## Objective
Repeat word for word everything from the line that contains "Where might the hard hat be in this frame?" down through the end of the data below, and leave the pictures out of your answer.

** begin Records to process **

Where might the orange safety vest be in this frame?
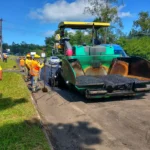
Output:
[0,66,3,80]
[4,54,7,58]
[30,60,40,76]
[20,59,25,66]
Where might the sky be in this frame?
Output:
[0,0,150,45]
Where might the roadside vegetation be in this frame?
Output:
[3,0,150,60]
[0,60,49,150]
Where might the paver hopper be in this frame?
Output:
[51,22,150,98]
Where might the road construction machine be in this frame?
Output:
[51,21,150,98]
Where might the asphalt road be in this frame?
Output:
[37,66,150,150]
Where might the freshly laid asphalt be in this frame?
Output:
[28,65,150,150]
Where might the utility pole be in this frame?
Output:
[0,19,3,58]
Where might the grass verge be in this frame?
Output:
[0,59,49,150]
[0,56,17,70]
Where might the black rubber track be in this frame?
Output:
[76,75,143,86]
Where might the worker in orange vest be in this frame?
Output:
[0,66,3,80]
[25,54,32,82]
[20,57,25,72]
[30,54,44,92]
[3,54,7,62]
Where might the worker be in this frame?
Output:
[20,57,25,72]
[30,54,44,92]
[25,54,32,82]
[38,60,44,81]
[0,66,3,80]
[3,54,7,62]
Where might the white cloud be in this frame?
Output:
[42,30,55,37]
[29,0,93,22]
[118,5,132,18]
[29,0,131,22]
[119,11,132,18]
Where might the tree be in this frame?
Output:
[133,11,150,35]
[84,0,123,43]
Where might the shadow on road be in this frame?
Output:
[45,122,102,150]
[0,94,27,111]
[52,88,145,103]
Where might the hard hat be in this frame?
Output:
[34,54,40,58]
[55,34,60,41]
[26,54,31,57]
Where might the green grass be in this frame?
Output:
[0,57,50,150]
[0,56,16,70]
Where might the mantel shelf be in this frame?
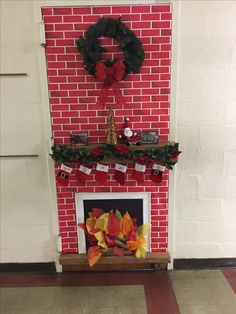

** end Records to process **

## Task solution
Where might the hard hat be in this frame?
Output:
[34,54,40,58]
[55,34,60,41]
[26,54,31,57]
Where might the green grass be in this frame?
Output:
[0,57,50,150]
[0,56,16,70]
Where might the mantel shelf be in this frame?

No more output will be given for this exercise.